* What to work on: Write the data below out exactly as it stands. Do not include the pictures.

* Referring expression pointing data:
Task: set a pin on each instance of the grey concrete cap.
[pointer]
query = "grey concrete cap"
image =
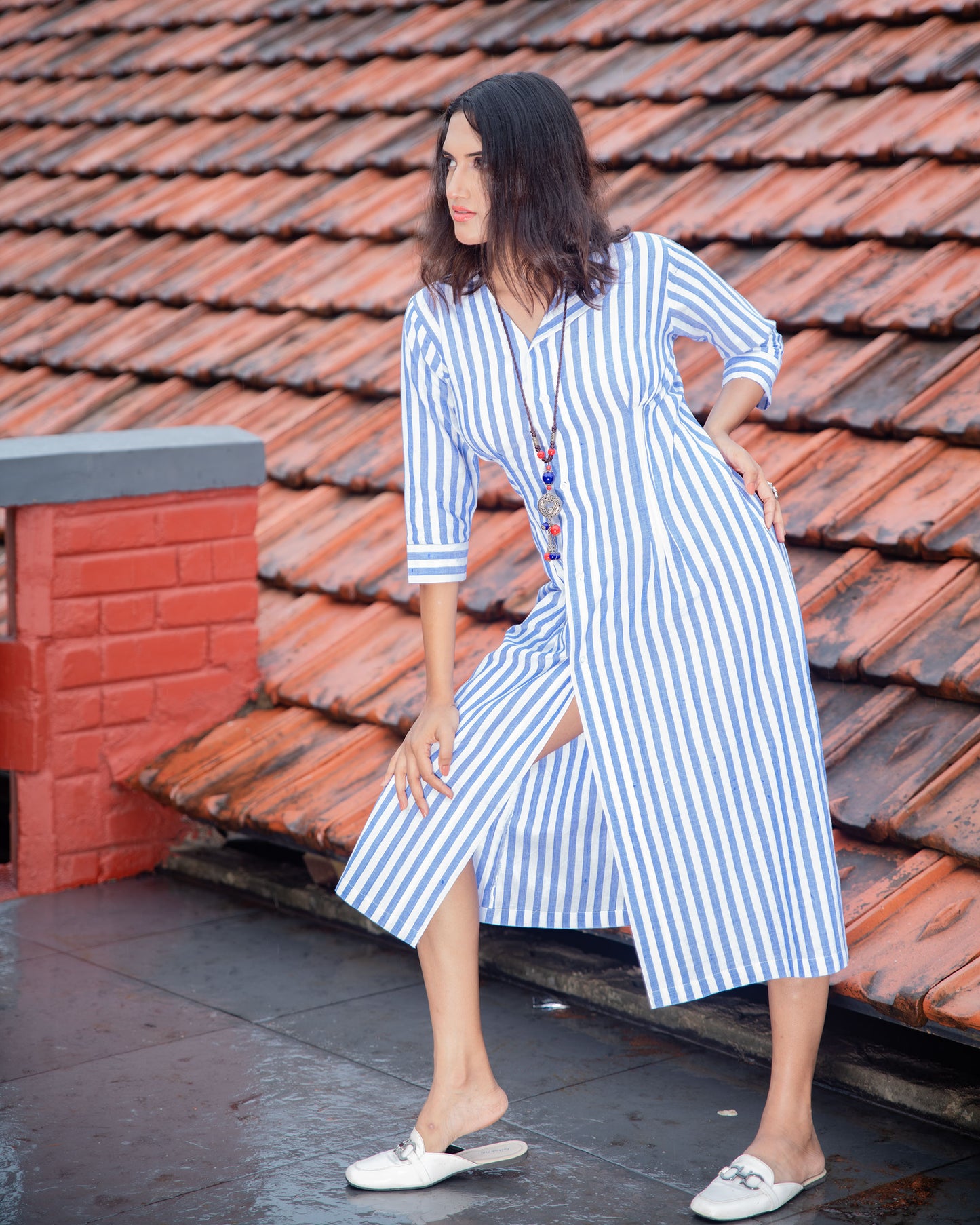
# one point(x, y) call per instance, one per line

* Your solution:
Task: set a pin on each instance of the grey concrete cap.
[pointer]
query = "grey concrete cap"
image =
# one point(x, y) call per instance, one per line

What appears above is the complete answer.